▸ **COMPLETE THE FOLLOWING**
**a)** Can you copy the Clare Fischer obituary word for word from "Along the way, Fischer's" to "and numerous others."?
**b)** Could you take the Clare Fischer obituary further, continuing on from its last sentence?

▸ **SOURCE TEXT**
■ ■ ■ ■

Less than a month after suffering cardiac arrest at his Los Angeles home, two-time Grammy winning composer/arranger and pianist Clare Fischer died Thursday in Burbank at the age of 83. Fischer had been a highly regarded figure in jazz since backing the group the Hi-Lo's in the 1950s, and in later years became an arranger for pop luminaries including Prince, Michael Jackson, Paul McCartney and many others.

Fischer began his own recording career in 1962. He was one of the early jazz arrangers to fully embrace Latin music, and recorded a number of albums under his own name, one of which included the now-classic jazz standard Pentislava. In the early 1970s, he joined the band of vibraphonist Cal Tjader, and subsequently developed his own Latin ensemble, Salsa Picante. He added a vocal group called 2+2 to the ensemble, and their first recording, 2+2, won Fischer his first Grammy award in 1981, with a second following in 1986 for Freefall.

Along the way, Fischer's wide-ranging musical interests and abilities led him to play and/or arrange on more than 100 albums for various artists, 50 of which were under his leadership. An encounter with a high school drum and bugle corp inspired Fischer to create the Clare Fischer Jazz Corps, for which he purchased all the instruments and hired top L.A. jazz studio musicians as players. He also wrote extensively for solo piano, a clarinet choir, and created his own symphonic works.

In the 1970s, Fischer began doing arrangements for R&B superstar Chaka Khan, which earned him a following of other R&B artists including The Jacksons and DeBarge. Appreciation for those arrangements led to even greater demand from popular music icons including Prince, Michael Jackson, Paul McCartney, Santana, Celine Dion and numerous others.

■ ■ ■ ■

Image-grounded pointing data
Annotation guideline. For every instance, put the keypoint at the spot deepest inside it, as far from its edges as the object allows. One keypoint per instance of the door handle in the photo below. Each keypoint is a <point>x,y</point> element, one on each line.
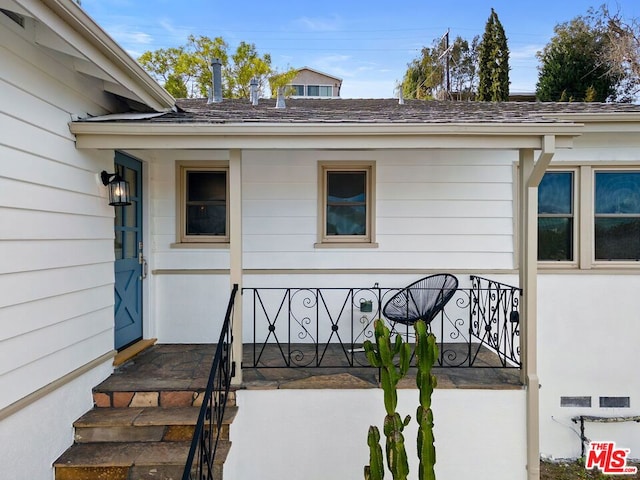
<point>145,268</point>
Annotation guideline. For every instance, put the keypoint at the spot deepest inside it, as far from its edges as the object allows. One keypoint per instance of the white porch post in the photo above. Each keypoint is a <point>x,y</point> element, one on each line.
<point>528,271</point>
<point>235,254</point>
<point>530,175</point>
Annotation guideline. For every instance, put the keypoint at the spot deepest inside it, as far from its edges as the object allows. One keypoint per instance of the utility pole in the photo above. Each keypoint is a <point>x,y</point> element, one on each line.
<point>446,45</point>
<point>447,54</point>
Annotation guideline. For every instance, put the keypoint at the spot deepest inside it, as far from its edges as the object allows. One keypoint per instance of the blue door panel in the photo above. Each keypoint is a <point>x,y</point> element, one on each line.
<point>128,249</point>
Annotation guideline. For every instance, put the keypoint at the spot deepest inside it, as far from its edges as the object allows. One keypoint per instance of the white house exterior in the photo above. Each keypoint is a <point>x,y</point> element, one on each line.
<point>56,229</point>
<point>450,187</point>
<point>309,82</point>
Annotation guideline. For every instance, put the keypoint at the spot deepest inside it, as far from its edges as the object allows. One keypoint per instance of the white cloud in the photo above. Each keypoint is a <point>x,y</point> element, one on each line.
<point>320,24</point>
<point>526,52</point>
<point>124,35</point>
<point>368,89</point>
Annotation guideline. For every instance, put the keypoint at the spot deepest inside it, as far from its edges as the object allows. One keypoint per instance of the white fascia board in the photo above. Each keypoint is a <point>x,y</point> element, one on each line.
<point>320,136</point>
<point>68,21</point>
<point>13,7</point>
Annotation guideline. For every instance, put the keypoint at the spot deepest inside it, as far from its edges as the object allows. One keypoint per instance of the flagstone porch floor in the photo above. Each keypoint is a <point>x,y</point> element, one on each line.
<point>185,367</point>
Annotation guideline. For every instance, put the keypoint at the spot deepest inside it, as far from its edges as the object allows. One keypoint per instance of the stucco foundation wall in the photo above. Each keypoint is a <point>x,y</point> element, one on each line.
<point>321,434</point>
<point>587,347</point>
<point>34,437</point>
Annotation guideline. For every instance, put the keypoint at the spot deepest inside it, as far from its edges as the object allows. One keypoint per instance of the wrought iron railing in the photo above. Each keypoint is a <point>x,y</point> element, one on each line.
<point>326,327</point>
<point>206,437</point>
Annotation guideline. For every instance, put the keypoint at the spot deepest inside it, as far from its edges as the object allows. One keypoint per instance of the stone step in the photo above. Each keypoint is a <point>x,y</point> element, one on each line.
<point>172,424</point>
<point>130,461</point>
<point>110,398</point>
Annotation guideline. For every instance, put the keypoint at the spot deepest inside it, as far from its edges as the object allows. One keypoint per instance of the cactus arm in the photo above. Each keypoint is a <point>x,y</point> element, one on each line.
<point>375,469</point>
<point>427,354</point>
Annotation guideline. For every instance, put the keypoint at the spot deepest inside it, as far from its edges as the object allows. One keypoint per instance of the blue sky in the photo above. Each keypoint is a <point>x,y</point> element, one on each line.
<point>366,43</point>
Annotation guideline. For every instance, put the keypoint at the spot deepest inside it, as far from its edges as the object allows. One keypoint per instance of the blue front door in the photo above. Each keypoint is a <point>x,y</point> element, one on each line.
<point>129,259</point>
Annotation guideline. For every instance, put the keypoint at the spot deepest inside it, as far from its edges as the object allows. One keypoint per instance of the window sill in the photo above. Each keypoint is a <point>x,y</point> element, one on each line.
<point>195,245</point>
<point>346,245</point>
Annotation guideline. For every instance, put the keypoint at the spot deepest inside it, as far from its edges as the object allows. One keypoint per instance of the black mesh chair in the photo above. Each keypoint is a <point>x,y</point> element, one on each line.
<point>421,300</point>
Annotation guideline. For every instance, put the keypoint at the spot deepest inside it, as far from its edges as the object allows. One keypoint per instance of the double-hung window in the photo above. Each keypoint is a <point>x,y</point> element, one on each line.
<point>203,203</point>
<point>347,203</point>
<point>556,216</point>
<point>602,228</point>
<point>617,215</point>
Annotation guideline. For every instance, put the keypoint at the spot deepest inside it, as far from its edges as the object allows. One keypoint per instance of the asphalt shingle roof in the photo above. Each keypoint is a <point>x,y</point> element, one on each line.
<point>337,111</point>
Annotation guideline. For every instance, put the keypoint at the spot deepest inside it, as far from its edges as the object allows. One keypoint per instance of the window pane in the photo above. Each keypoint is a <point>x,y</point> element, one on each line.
<point>346,187</point>
<point>346,203</point>
<point>555,193</point>
<point>617,238</point>
<point>617,192</point>
<point>346,220</point>
<point>206,206</point>
<point>206,219</point>
<point>555,238</point>
<point>555,217</point>
<point>206,186</point>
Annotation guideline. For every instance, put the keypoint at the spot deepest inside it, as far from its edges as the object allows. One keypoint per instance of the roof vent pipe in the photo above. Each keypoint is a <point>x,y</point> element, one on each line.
<point>280,99</point>
<point>254,91</point>
<point>216,68</point>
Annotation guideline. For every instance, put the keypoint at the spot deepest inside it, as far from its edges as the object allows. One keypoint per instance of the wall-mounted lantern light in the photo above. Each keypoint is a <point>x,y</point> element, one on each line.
<point>118,189</point>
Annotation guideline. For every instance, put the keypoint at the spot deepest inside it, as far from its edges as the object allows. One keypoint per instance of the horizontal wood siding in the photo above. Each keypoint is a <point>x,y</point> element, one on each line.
<point>434,209</point>
<point>56,229</point>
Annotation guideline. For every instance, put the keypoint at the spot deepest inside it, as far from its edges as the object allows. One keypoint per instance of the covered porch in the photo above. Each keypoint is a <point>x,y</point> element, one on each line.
<point>272,166</point>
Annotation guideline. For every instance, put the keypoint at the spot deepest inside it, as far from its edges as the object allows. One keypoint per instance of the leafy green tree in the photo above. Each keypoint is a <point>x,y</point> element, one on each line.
<point>185,71</point>
<point>247,64</point>
<point>425,77</point>
<point>464,68</point>
<point>622,55</point>
<point>493,62</point>
<point>571,66</point>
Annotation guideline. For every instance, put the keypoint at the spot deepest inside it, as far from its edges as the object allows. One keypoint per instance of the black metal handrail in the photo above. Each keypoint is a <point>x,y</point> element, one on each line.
<point>326,327</point>
<point>200,461</point>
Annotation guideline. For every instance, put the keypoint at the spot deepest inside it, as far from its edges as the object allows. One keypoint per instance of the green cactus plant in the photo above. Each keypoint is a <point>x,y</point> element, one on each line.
<point>426,353</point>
<point>375,469</point>
<point>382,355</point>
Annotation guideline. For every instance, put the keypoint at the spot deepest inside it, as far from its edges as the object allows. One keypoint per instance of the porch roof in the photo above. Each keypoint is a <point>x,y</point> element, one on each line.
<point>355,124</point>
<point>385,111</point>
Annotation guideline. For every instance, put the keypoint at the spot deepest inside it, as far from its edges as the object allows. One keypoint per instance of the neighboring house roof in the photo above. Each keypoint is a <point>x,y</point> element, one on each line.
<point>363,111</point>
<point>320,73</point>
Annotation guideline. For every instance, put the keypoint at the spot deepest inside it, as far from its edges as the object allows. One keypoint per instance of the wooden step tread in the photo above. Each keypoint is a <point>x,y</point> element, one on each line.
<point>128,416</point>
<point>129,454</point>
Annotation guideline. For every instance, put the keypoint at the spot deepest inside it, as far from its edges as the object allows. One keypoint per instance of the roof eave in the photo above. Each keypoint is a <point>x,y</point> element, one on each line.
<point>134,77</point>
<point>316,135</point>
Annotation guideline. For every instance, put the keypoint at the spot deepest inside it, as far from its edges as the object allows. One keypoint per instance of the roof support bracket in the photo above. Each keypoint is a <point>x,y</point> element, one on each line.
<point>541,165</point>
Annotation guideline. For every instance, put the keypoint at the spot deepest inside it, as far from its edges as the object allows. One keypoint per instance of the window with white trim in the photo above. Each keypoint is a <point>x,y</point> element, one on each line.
<point>346,203</point>
<point>556,225</point>
<point>203,202</point>
<point>607,216</point>
<point>617,215</point>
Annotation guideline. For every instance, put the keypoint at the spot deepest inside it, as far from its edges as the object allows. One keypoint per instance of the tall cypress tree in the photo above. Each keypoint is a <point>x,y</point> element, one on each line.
<point>493,68</point>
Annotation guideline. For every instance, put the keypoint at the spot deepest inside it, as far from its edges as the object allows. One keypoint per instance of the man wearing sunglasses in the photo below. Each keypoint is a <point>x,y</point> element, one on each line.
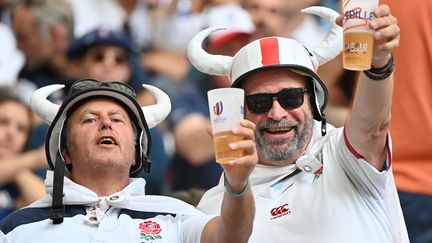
<point>97,145</point>
<point>314,182</point>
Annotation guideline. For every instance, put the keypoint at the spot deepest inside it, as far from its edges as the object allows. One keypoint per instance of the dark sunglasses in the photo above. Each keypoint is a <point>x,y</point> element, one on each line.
<point>288,98</point>
<point>91,83</point>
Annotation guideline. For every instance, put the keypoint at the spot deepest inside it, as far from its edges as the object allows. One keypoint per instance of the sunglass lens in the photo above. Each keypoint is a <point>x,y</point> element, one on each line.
<point>259,103</point>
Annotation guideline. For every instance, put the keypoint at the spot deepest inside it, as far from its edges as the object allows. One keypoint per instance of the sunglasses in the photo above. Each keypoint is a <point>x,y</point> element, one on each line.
<point>92,83</point>
<point>288,98</point>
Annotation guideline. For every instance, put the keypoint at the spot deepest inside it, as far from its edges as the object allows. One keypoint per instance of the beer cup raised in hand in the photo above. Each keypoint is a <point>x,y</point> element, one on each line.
<point>226,107</point>
<point>358,37</point>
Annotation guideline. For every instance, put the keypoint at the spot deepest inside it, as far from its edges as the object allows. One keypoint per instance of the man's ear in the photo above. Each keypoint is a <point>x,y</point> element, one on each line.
<point>65,154</point>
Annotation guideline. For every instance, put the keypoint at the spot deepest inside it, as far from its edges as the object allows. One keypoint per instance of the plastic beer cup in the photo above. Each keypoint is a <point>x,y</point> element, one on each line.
<point>358,37</point>
<point>226,107</point>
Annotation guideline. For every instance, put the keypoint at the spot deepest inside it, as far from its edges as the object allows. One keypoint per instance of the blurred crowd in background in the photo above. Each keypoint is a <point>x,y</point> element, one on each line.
<point>46,42</point>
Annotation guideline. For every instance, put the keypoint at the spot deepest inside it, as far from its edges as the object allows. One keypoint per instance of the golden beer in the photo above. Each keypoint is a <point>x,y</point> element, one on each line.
<point>222,151</point>
<point>357,52</point>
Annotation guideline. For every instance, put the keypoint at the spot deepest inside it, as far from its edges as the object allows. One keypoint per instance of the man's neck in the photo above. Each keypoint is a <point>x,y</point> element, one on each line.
<point>102,183</point>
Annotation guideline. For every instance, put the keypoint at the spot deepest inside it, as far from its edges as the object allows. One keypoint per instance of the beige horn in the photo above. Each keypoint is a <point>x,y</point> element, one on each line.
<point>332,45</point>
<point>204,61</point>
<point>44,108</point>
<point>155,114</point>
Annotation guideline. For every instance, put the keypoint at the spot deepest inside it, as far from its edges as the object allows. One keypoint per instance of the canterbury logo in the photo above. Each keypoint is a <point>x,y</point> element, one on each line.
<point>280,211</point>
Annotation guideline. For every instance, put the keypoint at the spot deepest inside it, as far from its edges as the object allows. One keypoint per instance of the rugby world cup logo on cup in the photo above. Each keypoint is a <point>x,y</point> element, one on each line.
<point>218,108</point>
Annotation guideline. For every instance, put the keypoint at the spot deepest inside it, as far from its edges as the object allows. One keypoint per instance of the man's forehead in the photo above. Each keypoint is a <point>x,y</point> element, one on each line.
<point>98,105</point>
<point>272,80</point>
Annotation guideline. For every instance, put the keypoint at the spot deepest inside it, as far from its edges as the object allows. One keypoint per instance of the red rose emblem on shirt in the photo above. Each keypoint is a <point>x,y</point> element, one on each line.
<point>150,228</point>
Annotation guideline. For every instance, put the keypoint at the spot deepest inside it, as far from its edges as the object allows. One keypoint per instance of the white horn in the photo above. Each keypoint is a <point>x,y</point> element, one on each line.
<point>204,61</point>
<point>155,114</point>
<point>44,108</point>
<point>332,45</point>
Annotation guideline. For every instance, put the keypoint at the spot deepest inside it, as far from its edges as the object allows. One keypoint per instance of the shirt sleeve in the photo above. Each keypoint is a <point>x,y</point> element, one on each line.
<point>192,228</point>
<point>366,178</point>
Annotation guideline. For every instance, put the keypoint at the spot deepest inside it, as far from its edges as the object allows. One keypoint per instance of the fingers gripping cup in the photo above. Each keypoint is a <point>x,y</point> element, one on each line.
<point>358,37</point>
<point>226,107</point>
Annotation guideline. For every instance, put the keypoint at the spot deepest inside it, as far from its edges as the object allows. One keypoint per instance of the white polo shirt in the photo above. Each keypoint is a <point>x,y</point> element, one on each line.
<point>126,216</point>
<point>350,201</point>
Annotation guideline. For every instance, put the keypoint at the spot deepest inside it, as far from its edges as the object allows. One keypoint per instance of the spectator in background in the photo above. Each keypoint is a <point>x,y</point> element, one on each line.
<point>411,126</point>
<point>193,165</point>
<point>43,31</point>
<point>11,60</point>
<point>19,186</point>
<point>108,55</point>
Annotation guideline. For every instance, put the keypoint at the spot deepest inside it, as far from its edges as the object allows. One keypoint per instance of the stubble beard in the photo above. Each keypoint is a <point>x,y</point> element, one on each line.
<point>283,151</point>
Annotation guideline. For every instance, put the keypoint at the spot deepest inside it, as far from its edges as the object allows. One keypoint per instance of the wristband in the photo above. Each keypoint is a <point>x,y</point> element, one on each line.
<point>231,192</point>
<point>382,72</point>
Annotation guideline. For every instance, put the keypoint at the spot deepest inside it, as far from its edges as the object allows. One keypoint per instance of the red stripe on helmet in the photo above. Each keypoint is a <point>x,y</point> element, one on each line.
<point>269,51</point>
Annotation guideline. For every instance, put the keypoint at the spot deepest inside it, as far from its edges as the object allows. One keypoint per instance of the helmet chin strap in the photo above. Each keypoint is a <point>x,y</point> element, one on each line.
<point>57,207</point>
<point>323,125</point>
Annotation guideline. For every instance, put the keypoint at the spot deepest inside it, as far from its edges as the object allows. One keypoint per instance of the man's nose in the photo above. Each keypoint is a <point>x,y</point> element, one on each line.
<point>105,123</point>
<point>277,112</point>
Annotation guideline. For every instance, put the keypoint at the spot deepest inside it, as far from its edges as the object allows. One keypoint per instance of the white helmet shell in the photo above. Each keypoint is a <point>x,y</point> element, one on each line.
<point>278,52</point>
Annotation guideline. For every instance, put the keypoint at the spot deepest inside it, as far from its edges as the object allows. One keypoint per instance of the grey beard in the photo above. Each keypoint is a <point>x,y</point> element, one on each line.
<point>285,149</point>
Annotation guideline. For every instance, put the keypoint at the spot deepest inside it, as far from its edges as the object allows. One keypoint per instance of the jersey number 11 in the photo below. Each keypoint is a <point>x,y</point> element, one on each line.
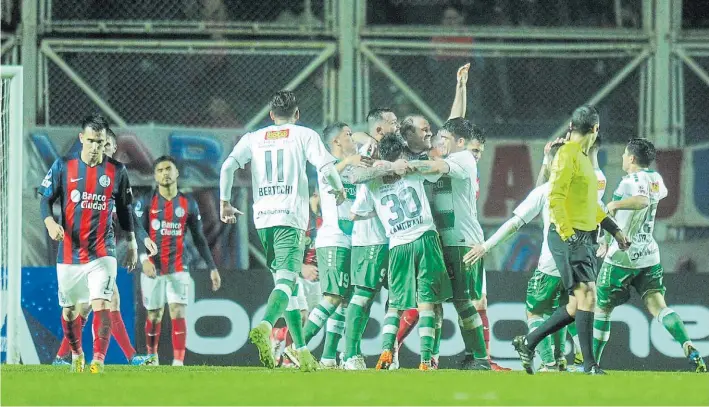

■ ■ ■ ■

▸ **ANSWERS BY ITEM NUMBER**
**a)**
Along the way, Fischer's wide-ranging musical interests and abilities led him to play and/or arrange on more than 100 albums for various artists, 50 of which were under his leadership. An encounter with a high school drum and bugle corp inspired Fischer to create the Clare Fischer Jazz Corps, for which he purchased all the instruments and hired top L.A. jazz studio musicians as players. He also wrote extensively for solo piano, a clarinet choir, and created his own symphonic works.

In the 1970s, Fischer began doing arrangements for R&B superstar Chaka Khan, which earned him a following of other R&B artists including The Jacksons and DeBarge. Appreciation for those arrangements led to even greater demand from popular music icons including Prince, Michael Jackson, Paul McCartney, Santana, Celine Dion and numerous others.

**b)**
Veteran L.A. studio trumpeter Carl Saunders was a fan of Fischer from the age of 14 growing up in Las Vegas. “I wore out the local record store's copy of the Hi-Lo's Love Nest until they kicked me out. Years later I found out the track I still listen to from that record, “Yesterdays,” was one that Clare arranged,” he said over the phone this weekend. Saunders has been a fixture for years in Fischer's big bands, including the 2011 Grammy-nominated Continuum for Best Instrumental Arrangement. A decade ago, he recruited Fischer to arrange for his own recording Eclecticism.

Even as Fischer's son Brent assumed leadership of the band in recent years, the ensemble's twice-monthly rehearsals were still under Clare's watchful eye in the den of his Laurel Canyon home. Saunders, who has worked with many of the greatest arrangers in jazz history, said, “Clare Fischer was in a class by himself — his voicings and harmonies were totally unique. He found things no one else heard.”

Saunders described Fischer as “demanding and a perfectionist,” a view echoed by longtime L.A. jazz club owner Don Randi of the Baked Potato in Studio City, where Fischer was a regular headliner in the 1970s and '80s. Randi said Fischer was especially hard on his then-teenage son Brent while the two were rehearsing for performances at the club.

Brent was only 16 when he joined a band of all-star musicians in 1980. “My dad was demanding of me, and all the other musicians that worked for him, but only because he wanted his music played as well as it could possibly be played,” Brent said via phone Sunday. When he was 12, his 48-year-old father told him he had been diagnosed with heart issues. “I'm in the autumn of my life,” he recalls his father saying. Brent went on to assume a larger role in his father's music over the next three decades. “I was incredibly lucky that autumn lasted 35 years,” he says.

Brent plans to record and release his father's music for the next several years, and hopes to obtain a grant to establish a permanent archive of his father's work at a leading institution. He will also continue to schedule live performances of the band.

Fischer is survived by his wife, Donna, three children, two stepchildren, three grandchildren and a brother, Stewart “Dirk” Fischer, a jazz educator and arranger. Funeral services, which are open to the public, have been set for Saturday, Feb. 4, at 11 a.m. at the Hall Of Liberty at Forest Lawn-Hollywood Hills, 6300 Forest Lawn Drive, Los Angeles.